**Parts of the exercise:**
a) Answer these from the forum thread below:
(i) Who restored the Seafire, according to Tom Crawford?
(ii) What town does the reply name as the place to find Jim Smith?
(iii) For how many years did one poster make a living as a musician?
b) List every date-and-time stamp that appears in the forum thread below.

**Document section:**
- Opening Delimiter -
Tom Crawford wrote:Where in Montana was video shot? I was just up there this summer. I've read of this Seafire and Connie Edwards but honestly completely forgot
about trying to visit his facility. I believe the Seafire was restored by Nelson Ezell a few years back.
Tom


Forget Connie Edwards. Jim Smith is your man. Kalispell, MT.

Fri Nov 23, 2007 8:50 pm

Well I was in Kalispell for a few hours...having lunch...Oh well.

Thu Nov 29, 2007 8:34 pm

heck out this site

http://www.stone-henge.net/gallery/Airplanes

Mike

Fri Nov 30, 2007 10:10 am

Dan K wrote:
Thanks for tolerating my warped sense of humor, Peter. Thankfully it appears only a minority of us thought of "Spinal Tap" while playing word association.



I made my living as a musician for 10 years. I go to Spinal Tap like hockey players riff off of Slapshot.

Fri Nov 30, 2007 10:29 am

I just assumed it was some sort of 'medical aid'.
- Closing Delimiter -
**Data for review:**
- Opening Delimiter -
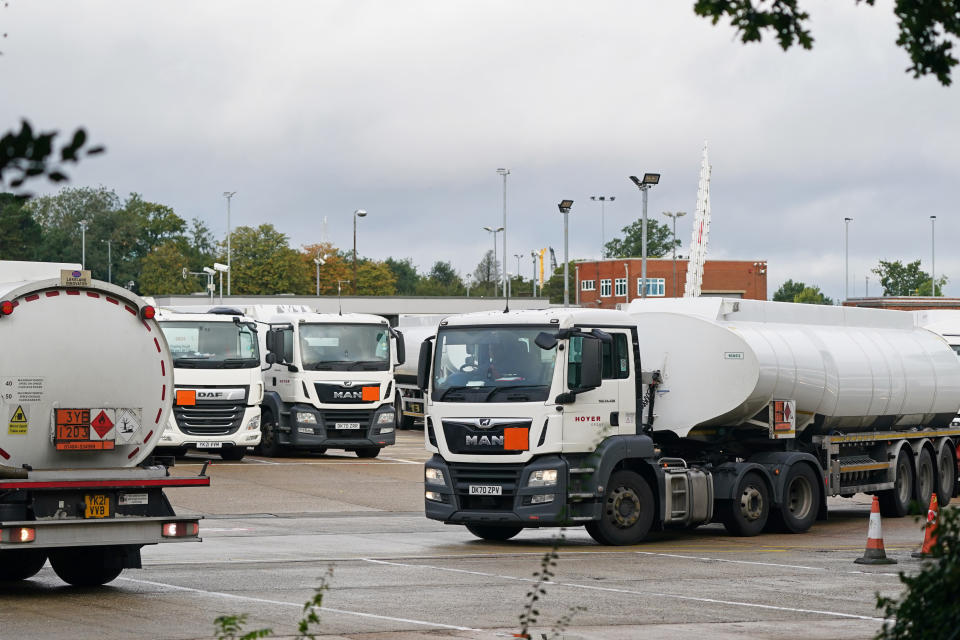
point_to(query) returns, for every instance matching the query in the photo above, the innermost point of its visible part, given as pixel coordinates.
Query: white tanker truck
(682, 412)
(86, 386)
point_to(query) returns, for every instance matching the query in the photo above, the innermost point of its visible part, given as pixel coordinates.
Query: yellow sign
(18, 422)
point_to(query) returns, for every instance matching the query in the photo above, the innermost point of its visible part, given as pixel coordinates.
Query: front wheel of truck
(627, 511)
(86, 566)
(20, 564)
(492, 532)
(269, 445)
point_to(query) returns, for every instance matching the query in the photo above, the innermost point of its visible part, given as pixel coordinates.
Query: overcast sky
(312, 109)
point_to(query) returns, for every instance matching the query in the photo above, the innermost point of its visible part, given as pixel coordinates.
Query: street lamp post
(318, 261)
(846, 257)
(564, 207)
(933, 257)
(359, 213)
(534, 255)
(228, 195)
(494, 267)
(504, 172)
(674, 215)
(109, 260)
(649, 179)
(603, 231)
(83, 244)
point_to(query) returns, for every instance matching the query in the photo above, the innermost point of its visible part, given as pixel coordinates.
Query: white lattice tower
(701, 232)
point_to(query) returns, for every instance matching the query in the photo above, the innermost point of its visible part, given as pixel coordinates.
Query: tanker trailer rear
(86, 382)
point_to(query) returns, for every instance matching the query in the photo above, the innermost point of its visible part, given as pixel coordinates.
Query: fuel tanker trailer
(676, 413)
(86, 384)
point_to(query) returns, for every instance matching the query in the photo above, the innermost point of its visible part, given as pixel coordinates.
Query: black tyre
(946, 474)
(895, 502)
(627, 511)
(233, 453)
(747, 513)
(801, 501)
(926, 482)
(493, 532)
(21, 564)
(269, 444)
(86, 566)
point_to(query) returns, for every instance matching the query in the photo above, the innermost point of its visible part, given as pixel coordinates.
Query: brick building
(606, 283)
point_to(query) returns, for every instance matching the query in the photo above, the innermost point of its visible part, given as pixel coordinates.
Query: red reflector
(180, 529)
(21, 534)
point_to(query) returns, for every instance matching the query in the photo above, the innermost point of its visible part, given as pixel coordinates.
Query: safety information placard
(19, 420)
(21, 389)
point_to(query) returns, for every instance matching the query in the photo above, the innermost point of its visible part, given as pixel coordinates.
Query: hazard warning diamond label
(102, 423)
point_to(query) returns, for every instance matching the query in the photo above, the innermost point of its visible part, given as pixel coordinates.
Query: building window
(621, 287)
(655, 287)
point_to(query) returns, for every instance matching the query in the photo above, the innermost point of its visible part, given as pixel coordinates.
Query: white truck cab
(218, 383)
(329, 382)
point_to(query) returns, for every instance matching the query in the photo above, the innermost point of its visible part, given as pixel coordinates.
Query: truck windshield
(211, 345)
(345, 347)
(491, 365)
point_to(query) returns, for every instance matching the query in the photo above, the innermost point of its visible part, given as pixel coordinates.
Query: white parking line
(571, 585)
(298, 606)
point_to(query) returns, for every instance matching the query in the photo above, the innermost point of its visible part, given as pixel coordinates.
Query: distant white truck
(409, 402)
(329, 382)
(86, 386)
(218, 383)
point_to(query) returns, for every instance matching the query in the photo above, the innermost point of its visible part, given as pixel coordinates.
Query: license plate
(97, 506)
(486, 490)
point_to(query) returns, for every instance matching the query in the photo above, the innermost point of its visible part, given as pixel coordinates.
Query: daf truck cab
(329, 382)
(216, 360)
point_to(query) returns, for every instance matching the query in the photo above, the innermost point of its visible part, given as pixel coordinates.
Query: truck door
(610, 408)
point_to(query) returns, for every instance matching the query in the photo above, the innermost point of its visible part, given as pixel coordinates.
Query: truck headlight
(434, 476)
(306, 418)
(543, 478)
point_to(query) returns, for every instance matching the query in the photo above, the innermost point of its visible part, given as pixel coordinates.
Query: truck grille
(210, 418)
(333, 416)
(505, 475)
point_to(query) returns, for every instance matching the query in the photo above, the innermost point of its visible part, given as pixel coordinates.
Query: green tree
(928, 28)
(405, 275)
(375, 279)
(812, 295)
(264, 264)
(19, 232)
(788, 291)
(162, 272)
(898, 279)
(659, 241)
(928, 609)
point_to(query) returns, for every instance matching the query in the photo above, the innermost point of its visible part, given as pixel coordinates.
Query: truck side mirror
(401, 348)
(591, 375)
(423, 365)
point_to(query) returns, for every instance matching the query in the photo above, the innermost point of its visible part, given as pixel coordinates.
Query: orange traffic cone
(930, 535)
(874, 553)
- Closing Delimiter -
**Responses to the exercise:**
a)
(i) Nelson Ezell
(ii) Kalispell, MT
(iii) 10 years

b)
Fri Nov 23, 2007 8:50 pm
Thu Nov 29, 2007 8:34 pm
Fri Nov 30, 2007 10:10 am
Fri Nov 30, 2007 10:29 am